The Nugget held on through the 1970s and ‘80s, and in 1991 celebrated its 75th anniversary with a lavish screening of Billy Bathgate. In keeping with the multiplex revolution of theaters across the country, the Nugget once again divided itself in 1997, adding two additional screens and more seating. Two years later, digital surround-sound and automated projection equipment were installed.

‘Hometown Feel’

The spirit of Bill Cunningham has survived into the 21st century beyond providing entertainment. The theater started by a young man who needed a job has, over the years, employed thousands of people.

“It’s the heart of the town,” said Ginger Vieira, 30, who began working at the concession counter in 2000 as a high school student, and came back to work during college breaks. “It’s one of the best jobs you can have as a teenager,” she said.

“The manager Donald Babcock was a mentor to me. His ability to teach me to do each job all the way up to assistant manager was a special part of my education.”

She recalls selling tickets in a Chewbacca costume.

“I couldn’t breathe, but my cash box still came out even.”  

Vieira’s co-worker from the time, Valerie Haines, 32, recalls the exhilarating period.

“I remember people sleeping on the sidewalk outside the theater for tickets. They lined up the way people today line up for the new iPhone,” Haines said.

[Stored items]

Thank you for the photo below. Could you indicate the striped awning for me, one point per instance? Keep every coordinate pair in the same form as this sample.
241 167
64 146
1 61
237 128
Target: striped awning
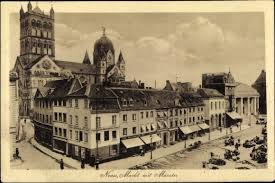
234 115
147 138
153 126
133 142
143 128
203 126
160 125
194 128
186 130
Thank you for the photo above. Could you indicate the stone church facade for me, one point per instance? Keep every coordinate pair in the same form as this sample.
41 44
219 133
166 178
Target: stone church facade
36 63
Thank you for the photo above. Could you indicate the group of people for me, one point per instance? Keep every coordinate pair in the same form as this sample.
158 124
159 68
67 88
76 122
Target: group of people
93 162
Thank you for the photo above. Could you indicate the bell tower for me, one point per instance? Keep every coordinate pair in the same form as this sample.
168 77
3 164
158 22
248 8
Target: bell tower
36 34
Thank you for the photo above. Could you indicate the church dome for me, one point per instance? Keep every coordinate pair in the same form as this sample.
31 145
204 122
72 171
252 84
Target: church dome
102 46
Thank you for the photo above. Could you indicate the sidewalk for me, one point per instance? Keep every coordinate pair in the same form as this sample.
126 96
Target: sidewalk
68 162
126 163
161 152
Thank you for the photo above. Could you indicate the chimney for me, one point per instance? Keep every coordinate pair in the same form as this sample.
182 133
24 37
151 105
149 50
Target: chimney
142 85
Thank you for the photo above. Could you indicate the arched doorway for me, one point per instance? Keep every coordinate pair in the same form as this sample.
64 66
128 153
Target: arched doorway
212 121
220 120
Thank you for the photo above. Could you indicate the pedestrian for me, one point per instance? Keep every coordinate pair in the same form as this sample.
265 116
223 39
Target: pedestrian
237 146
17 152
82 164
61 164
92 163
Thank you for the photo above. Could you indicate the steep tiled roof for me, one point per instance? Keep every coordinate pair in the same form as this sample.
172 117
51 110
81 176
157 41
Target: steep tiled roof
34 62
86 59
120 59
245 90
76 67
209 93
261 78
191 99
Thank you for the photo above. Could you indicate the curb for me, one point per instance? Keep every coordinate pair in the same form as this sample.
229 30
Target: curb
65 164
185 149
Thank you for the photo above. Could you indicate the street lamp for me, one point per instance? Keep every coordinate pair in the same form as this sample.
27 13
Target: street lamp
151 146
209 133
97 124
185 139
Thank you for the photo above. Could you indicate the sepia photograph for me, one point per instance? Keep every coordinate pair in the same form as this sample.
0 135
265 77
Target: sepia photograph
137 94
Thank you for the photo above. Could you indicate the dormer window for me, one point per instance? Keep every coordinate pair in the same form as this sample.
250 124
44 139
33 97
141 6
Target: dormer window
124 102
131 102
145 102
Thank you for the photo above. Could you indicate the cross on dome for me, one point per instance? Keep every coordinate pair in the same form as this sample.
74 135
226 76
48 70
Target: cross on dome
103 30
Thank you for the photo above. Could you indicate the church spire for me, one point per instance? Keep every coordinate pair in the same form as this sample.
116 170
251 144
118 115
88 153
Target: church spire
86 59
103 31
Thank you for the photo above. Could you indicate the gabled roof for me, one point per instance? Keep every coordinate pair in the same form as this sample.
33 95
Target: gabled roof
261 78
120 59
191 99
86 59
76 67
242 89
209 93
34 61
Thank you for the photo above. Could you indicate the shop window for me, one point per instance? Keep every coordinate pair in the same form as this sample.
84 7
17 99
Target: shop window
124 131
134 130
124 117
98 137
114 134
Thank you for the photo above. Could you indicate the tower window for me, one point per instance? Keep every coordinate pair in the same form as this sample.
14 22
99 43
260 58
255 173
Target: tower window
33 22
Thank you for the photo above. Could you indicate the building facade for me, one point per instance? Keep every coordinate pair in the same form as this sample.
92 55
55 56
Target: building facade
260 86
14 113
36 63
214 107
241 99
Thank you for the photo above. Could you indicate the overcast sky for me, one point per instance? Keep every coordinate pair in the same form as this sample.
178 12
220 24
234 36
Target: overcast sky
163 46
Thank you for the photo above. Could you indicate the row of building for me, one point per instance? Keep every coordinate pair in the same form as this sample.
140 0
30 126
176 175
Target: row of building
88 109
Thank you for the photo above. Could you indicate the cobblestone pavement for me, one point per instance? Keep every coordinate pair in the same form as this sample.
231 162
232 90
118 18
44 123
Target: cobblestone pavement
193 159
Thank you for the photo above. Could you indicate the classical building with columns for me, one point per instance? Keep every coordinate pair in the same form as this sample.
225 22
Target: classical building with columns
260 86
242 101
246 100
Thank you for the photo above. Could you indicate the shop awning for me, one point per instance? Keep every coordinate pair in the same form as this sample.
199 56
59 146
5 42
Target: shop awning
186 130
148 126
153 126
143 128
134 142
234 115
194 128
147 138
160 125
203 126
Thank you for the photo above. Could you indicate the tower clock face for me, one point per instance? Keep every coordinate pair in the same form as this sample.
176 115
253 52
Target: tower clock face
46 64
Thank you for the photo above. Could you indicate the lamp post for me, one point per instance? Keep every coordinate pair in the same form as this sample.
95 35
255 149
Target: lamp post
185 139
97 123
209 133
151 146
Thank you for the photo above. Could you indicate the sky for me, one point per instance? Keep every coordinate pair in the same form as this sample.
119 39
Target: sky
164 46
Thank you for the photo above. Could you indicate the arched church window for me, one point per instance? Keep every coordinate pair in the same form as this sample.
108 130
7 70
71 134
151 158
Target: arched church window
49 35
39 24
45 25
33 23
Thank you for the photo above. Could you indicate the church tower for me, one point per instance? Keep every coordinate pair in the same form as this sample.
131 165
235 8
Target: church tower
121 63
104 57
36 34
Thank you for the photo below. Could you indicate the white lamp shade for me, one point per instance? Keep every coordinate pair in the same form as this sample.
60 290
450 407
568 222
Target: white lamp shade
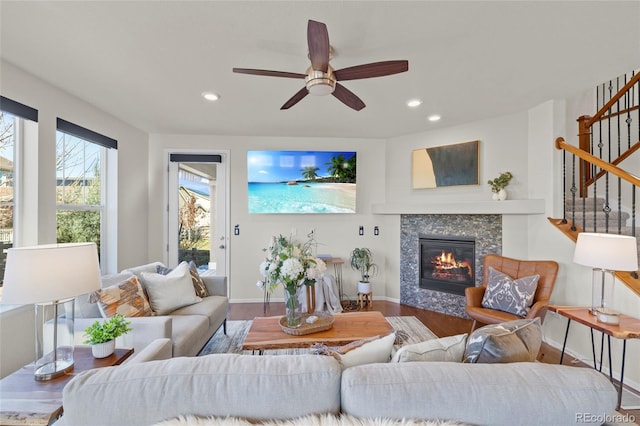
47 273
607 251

**INSTRUCTIONS TO FOLLOW**. Using the theater history, please explain in one to three sentences why the Nugget divided itself again in 1997. None of the data is needed.

**YOUR SOLUTION**. The Nugget divided itself in 1997 in keeping with the multiplex revolution of theaters across the country. As part of that change, it added two more screens and more seating.